#### Written task 1:
List the passwords that the biometrics chapter names as currently in use and in need of changing.
#### Written task 2:
Continue the biometrics chapter from the point after its final sentence.

Understanding Biometrics

In This Chapter

Getting a handle on biometrics

Sampling physiological and behavioral biometrics

Defining biometric systems

Protecting biometric systems

Here’s our “nickel tour” of biometrics — well, okay, that’d be a dollar or two in today’s money — back in the day, a nickel tour meant you got a pretty good overall look at something in a short time. This chapter is like that. If you’re going into a meeting about biometrics in thirty minutes, and you don’t want to appear clueless about it, this chapter will show you all the basics you need. But if you’re standing in the bookstore looking for more of a clue, you’re much better off buying the book and taking it home where you can drill deeper into the topics you’re really interested in.

What Biometrics Are and Who’s Using Them

The term biometrics comes from the ancient Greek bios = “life” and metron = “measure.” Biometrics refers to the entire class of technologies and techniques to uniquely identify humans. Though biometric technology has various uses, its primary purpose is to provide a more secure alternative to the traditional access-control systems used to protect personal or corporate assets. Many of the problems that biometrics help to solve are the weaknesses found in present access-control systems — specifically these:

Weak passwords: Computer users are notoriously apt to use poor, easily guessed passwords, resulting in break-ins where intruders can guess another user’s credentials and gain unauthorized access to a computer system. This could lead to a security breach where personal or business secrets are stolen by an outsider. If your password is currently password, 123456, abc123, letmein, or qwerty, please stop reading this book long enough to change it — to the first character of each word in your favorite passage from Moby Dick. We’ll wait.

[Position annotation records]

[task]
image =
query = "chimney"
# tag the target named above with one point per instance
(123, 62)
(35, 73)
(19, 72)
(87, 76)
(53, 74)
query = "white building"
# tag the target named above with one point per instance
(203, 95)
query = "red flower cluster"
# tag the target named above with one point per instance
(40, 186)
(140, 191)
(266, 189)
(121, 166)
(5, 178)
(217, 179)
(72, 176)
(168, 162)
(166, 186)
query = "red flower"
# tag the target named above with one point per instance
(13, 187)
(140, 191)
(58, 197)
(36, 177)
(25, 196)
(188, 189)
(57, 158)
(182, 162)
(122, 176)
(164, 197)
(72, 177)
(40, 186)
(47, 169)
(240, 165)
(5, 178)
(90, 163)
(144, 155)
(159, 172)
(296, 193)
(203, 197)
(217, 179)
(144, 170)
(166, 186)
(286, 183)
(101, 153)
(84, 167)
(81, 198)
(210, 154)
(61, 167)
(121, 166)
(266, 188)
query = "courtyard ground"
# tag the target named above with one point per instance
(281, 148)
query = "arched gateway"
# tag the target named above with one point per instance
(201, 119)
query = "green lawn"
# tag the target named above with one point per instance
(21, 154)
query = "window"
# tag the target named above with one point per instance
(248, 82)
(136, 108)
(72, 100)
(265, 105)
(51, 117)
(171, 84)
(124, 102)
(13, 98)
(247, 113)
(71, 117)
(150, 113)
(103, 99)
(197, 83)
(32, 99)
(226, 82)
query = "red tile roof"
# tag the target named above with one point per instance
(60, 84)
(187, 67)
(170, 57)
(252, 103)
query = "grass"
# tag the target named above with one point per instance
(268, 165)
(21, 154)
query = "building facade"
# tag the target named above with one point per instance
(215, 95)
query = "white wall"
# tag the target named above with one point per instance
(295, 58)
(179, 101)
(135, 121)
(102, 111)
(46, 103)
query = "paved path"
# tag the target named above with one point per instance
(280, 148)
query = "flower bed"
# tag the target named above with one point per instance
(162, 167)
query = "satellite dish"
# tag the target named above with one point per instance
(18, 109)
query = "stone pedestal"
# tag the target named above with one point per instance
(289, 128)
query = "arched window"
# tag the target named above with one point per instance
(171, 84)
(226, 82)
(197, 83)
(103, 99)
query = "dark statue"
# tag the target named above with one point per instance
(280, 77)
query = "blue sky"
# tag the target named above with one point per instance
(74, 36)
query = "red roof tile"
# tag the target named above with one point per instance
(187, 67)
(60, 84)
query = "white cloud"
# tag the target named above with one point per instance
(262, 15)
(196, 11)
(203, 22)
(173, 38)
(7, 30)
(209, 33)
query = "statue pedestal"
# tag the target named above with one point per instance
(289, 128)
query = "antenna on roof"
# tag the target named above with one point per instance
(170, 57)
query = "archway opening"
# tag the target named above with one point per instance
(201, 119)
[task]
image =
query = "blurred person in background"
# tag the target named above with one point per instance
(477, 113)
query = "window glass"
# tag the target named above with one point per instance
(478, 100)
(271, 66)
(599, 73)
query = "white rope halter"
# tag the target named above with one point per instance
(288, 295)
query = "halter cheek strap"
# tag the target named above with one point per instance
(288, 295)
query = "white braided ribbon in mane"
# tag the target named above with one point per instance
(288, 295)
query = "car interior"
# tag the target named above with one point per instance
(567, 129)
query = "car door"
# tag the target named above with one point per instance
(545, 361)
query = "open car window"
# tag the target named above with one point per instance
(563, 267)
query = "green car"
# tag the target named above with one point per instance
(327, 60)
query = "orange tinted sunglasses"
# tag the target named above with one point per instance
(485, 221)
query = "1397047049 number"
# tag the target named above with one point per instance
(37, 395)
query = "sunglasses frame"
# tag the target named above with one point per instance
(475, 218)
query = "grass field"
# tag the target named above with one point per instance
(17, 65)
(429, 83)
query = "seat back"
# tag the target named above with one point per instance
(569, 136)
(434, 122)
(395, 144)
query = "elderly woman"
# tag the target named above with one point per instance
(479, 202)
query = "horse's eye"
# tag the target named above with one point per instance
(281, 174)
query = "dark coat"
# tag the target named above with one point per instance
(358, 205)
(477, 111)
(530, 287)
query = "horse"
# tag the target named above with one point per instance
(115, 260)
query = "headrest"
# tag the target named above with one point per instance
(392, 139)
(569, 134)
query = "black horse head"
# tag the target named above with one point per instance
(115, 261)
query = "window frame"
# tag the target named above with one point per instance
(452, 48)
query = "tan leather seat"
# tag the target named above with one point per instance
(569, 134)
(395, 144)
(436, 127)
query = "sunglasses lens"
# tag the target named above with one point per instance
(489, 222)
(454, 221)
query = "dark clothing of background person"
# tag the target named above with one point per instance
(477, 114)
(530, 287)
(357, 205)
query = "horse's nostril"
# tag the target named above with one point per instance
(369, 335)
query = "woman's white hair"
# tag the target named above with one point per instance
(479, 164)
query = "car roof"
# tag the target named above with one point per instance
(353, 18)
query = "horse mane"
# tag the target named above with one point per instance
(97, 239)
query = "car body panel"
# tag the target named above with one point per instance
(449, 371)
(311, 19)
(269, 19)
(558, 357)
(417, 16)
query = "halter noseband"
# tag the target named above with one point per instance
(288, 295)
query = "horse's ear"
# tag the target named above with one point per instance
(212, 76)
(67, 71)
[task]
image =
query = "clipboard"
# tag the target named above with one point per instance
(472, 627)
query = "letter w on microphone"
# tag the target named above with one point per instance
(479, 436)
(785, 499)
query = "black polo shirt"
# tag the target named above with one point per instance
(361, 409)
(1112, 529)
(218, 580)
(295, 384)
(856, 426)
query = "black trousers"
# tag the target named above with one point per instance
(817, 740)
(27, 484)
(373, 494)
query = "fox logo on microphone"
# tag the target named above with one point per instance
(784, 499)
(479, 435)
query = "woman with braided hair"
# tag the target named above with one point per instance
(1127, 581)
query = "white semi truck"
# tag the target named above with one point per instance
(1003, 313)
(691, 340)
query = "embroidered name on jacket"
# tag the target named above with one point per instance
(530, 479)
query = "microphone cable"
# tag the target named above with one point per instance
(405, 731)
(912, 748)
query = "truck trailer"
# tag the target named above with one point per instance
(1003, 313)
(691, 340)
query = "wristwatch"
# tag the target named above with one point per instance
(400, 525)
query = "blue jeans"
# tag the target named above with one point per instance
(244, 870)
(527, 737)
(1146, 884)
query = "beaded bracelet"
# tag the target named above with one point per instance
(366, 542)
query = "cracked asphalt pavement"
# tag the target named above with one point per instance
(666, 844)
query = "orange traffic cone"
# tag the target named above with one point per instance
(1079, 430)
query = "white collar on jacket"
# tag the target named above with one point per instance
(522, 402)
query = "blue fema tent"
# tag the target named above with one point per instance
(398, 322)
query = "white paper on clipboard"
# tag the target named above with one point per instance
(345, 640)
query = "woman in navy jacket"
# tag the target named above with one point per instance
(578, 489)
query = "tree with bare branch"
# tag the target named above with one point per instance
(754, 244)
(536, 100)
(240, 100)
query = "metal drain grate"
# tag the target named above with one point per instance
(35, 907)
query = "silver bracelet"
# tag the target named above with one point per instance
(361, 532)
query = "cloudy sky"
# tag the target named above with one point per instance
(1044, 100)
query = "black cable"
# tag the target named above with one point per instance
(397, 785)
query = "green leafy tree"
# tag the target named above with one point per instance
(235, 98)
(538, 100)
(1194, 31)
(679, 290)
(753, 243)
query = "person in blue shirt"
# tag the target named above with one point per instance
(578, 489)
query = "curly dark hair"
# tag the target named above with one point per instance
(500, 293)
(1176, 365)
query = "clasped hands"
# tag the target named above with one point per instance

#### Response 1:
password, 123456, abc123, letmein, qwerty

#### Response 2:
Shared credentials: In both small and large organizations, we often hear of cases like this: A computer user shares his or her password with a colleague who requires access — even though, in most organizations (and in many security-related laws and regulations), this is forbidden by policy. People by nature are willing to help a colleague in need, though, even if it means violating policy to achieve a greater purpose.

Lost key cards: Many times in our careers we have both found lost key cards in parking lots and other places. Often they have the name of the organization on them, so it’s like finding a key with an address on it, permitting the person who found it a free after-hours tour of some American corporation.

Biometrics can solve all these problems by requiring an additional credential — something associated with the person’s own body — before granting access to a building, computer room, or computer system. An access-control system that utilizes biometrics will include an electronic device that measures some specific aspect of a person’s body or behavior that positively identifies that person. The device might be a fingerprint reader, a digital camera to get a good look at an iris, or a signature pad. (We discuss all the common types of biometrics in the next section.)

Biometric technology as a means of protecting assets has been around for quite a while in some fields. Military, intelligence, and law enforcement organizations have been using biometrics to enhance physical and logical access controls for decades.

But in the past several years, there has been an uptick in the use of biometrics to protect high-value assets. Internet data centers (the kind that lease rack space and cage space to companies that prefer not to build their own fortresses) often use biometrics for admitting personnel to the data-center floor. Fingerprint-biometric devices are showing up everywhere — even built in to laptops, PDAs, and USB drives. Facial recognition is available on a few laptop models. And for protecting businesses and residences, fingerprint-biometric door-lock sets are available at your favorite big-box home-improvement center (though most of these have key-based bypass systems, reducing the actual security you get to the level of a key-based system).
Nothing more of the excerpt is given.